ОТРЫВОК ДЛЯ ЧТЕНИЯ:
━━━━━━━━━━

Маршал двинулся к истоку Риу, и мы сделали чрезвычайно трудный ночной переход, [36] осыпаемые самою мелкою изморозью. К утру сменилась она проливным африканским дождем, и мы принуждены были разбить палатки. Шесть дней лил он не уставая, шесть суток стучал в наши палатки, и если кто осмеливался сделать шаг из них, тонул в грязи по колено. Всех более страдали лошади, орошаемые этим ливнем и подставляя холодному ветру свой зад. Впрочем у нас уже оказывался недостаток в припасах. Водки уже не было; оставался один кофе.

Вдруг мы узнали, что неутомимый наш неприятель Абдэль-Кадер находится в земле флиттасов. А как в это же время барометр стал подниматься, то за полчаса до рассвета мы и выступили. Действительно, через два часа дождь наконец, перестал и западный ветер очистил горизонт. Но утомленные наши лошади с трудом подвигались вперед, увязая в грязи и теряя подковы, и когда мы прибыли к Темде, то имели удовольствие только видеть, как Абдэль-Кадер уже спокойно спускался с гор, на которые надобно было взбираться.

Мы не в состоянии были преследовать его; отдохнули с час, и отправились к Уед-Тегигесу.

24 декабря послал маршал небольшую легкую колонну в 600 человек пехоты и полуэскадрон конницы нашей к Тиарету, для [37] отыскания фуража. Но когда мы прибыло туда, то найдя все нужное для лошадей, ничего не нашли для себя.

Через два дни, выступя из Тиарета, пошли мы по следам Абд-эль-Кадера. Но тут начались опять самые холодные дожди, так что в день нового (1846) года, у нас решительно не было ничего, а 2-го января поднялась такая небывалая и ужасная буря, что в Сетифе погибло в этот день, под снегом, четыреста человек. По неволе воротились мы в Тиарет и только шесть человек отморозили себе ноги.

К февралю присоединились мы к корпусу маршала, и тут отдохнули и поправились. С ним вместе двинулись мы к Медеа; но едва успели вступить туда и протанцовать последнюю ночь карнавала, как на рассвете должны были вдруг выступить к Журжуре. Абд-эль-Кадер не давал нам покоя, но и мы ему платили тем же, так что эта удивительная деятельность маршала заставила снова все племена арабов просить о помиловании. Только этого он и желал. Целый год трудов и бивачной жизни доставили нам наконец желаемый мир, и когда мы пришли обратно в Алжир, то только тут узнали о всех прекрасных движениях и неутомимых подвигах маршала. Вся слава принадлежала ему. [38]

II.

Если вы к Алжиру подъезжаете с моря, то вам представится спокойный и беззаботный город, уснувший у подножие холма; но когда вы войдете в него, то увидите, что это вполне европейский город, со всею его деятельностию. Мусульманский Алжир ежедневно более и более исчезает, превращаясь во французский порт, где с европейцами смешаны бискрисы, арабы, турки, негры. Все это народонаселение живет теперь здесь дружно, не заботясь о разности цвета, одежды, языков и вероисповеданий. Но при первых шагах ваших в провинцию, вы увидите, что вы в чужой земле, между враждебными племенами, которым никогда не будет нравиться владычество европейцев, которые покорствуют только силе, и кроме ее другого закона не знают.

━━━━━━━━━━

(Фрагмент набора данных)
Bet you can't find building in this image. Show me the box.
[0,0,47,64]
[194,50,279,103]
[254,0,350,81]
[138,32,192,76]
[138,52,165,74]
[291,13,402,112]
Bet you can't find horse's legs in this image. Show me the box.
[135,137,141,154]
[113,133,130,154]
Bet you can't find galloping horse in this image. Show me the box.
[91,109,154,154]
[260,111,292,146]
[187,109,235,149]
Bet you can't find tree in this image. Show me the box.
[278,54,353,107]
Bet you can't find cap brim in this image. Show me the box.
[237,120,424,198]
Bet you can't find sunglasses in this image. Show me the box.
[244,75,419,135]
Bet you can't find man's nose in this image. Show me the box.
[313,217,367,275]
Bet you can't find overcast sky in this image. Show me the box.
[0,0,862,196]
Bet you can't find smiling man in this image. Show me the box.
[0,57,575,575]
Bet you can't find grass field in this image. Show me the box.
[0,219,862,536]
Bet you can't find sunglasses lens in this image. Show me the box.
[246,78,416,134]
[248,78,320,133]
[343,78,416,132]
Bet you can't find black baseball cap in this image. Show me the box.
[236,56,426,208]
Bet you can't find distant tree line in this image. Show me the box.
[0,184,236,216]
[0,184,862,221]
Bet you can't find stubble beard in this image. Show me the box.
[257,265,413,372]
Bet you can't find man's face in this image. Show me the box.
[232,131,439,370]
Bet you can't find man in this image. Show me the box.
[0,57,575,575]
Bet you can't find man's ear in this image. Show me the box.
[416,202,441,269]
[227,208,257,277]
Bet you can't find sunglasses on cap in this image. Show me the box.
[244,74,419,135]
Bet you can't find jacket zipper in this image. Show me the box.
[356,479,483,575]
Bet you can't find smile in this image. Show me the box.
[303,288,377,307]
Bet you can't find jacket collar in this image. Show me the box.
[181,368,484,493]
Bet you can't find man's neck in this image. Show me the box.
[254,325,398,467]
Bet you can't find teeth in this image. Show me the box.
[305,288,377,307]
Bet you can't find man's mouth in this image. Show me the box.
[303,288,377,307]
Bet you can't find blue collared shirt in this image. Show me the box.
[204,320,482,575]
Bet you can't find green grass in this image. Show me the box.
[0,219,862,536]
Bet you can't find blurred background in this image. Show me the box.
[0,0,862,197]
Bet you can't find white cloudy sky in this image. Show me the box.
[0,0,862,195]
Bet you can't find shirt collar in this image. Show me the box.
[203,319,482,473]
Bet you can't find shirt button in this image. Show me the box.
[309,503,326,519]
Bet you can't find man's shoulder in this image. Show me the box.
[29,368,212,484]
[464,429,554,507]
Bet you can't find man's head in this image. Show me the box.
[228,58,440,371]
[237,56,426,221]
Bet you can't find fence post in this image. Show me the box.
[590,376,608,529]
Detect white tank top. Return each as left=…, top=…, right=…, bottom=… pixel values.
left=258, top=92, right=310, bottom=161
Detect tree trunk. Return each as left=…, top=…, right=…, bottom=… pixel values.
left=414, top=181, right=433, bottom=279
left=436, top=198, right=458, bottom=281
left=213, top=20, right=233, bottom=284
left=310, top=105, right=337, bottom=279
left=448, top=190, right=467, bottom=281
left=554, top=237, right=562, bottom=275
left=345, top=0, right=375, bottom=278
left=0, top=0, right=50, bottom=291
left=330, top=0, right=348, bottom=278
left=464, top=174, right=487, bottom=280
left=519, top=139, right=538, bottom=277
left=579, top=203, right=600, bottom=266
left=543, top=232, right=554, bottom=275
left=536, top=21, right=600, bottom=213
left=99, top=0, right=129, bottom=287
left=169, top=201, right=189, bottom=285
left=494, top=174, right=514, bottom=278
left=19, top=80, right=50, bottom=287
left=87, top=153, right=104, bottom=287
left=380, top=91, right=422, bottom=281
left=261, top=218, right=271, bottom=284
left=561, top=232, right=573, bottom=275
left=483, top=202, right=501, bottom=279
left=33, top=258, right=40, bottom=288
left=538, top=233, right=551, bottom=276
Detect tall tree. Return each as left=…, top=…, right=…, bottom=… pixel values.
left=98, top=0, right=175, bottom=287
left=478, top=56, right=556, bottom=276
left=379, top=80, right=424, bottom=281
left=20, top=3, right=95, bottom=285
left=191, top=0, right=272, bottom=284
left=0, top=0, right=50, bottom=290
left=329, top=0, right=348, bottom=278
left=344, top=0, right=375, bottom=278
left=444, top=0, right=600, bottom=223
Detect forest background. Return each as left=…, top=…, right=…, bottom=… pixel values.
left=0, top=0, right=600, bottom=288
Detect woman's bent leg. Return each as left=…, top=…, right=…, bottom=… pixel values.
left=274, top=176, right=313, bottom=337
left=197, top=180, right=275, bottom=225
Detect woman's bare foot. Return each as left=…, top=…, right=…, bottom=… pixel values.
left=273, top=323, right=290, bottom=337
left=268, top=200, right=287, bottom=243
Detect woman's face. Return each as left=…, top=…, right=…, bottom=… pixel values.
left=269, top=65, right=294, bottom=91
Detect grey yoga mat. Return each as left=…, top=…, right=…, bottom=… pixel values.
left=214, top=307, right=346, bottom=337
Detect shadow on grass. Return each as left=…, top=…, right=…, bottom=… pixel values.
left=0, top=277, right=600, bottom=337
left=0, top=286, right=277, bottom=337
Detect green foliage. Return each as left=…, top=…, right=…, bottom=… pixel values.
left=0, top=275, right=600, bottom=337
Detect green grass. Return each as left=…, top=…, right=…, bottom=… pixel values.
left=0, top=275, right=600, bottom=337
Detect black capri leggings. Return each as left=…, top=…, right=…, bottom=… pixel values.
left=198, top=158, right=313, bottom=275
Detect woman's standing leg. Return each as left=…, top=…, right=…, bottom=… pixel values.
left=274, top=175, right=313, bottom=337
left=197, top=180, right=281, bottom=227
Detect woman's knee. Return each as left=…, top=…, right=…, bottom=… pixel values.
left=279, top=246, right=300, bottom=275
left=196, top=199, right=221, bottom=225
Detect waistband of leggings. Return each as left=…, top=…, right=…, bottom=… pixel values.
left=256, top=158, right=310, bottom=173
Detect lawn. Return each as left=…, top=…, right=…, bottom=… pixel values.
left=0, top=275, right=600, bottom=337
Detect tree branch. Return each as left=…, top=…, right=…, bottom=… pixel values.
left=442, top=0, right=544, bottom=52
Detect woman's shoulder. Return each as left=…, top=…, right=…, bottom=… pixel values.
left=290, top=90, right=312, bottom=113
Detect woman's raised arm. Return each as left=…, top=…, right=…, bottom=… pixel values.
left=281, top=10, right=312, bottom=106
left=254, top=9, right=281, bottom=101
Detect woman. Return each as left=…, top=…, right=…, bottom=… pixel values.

━━━━━━━━━━

ЗАДАНИЕ: Напишите продолжение отрывка о походах против Абд-эль-Кадера в Алжире, начиная сразу после его последнего предложения.

ВЕРНЫЙ ОТВЕТ:
Военное народонаселение французов весьма немногочисленно в Алжире. Оно все рассеяно по пространству завоеванной области, которая только там и повинуется, где есть достаточное число войск. По счастью для французов, все эти полукочующие племена арабов в беспрестанных между собою ссорах, начавшихся с древних времен и передаваемых из поколения в поколение. Всего сильнее для араба предание. Эго его всегдашний закон и руководитель. [39] Когда мы, например, были в Мильане, то тамошние племена все твердили с величайшим уважением об Уледе-Бен-Юсуфе и Эмбареке. Рассказы о них прекрасно характеризуют странное влияние предания на этих людей. Что же касается до истории Омара, то это очень любопытный эпизод турецкой политики и переворотов, которым подвергались те, которые до 1830 года владели здешнею страною.

Четыреста лет тому назад, Си-Могамед-Бен-Юсуф поселился в Мильане, и прославился своею мудростию. Все приходили просить его советов и молитв. Он давал наставления в стихах. Вот некоторые из них:

«Прими подарок от богача, который бывал голоден, но никогда от выскочки».

«Кто твой отец? спрашивали у осла. Конь — мой дядя! отвечал он».

«Молчание — золото; многоречивость — серебро».

«В еде следуй своему вкусу, но в одежде следуй общему вкусу».

По смерти воздвигли поэту памятник, и потомки его пользуются в Мильане всеобщим уважением. Они в нем властители, и кланяются только Си-Эмбарекам, Кошахским марабутам, происходящим от Гашемского племени.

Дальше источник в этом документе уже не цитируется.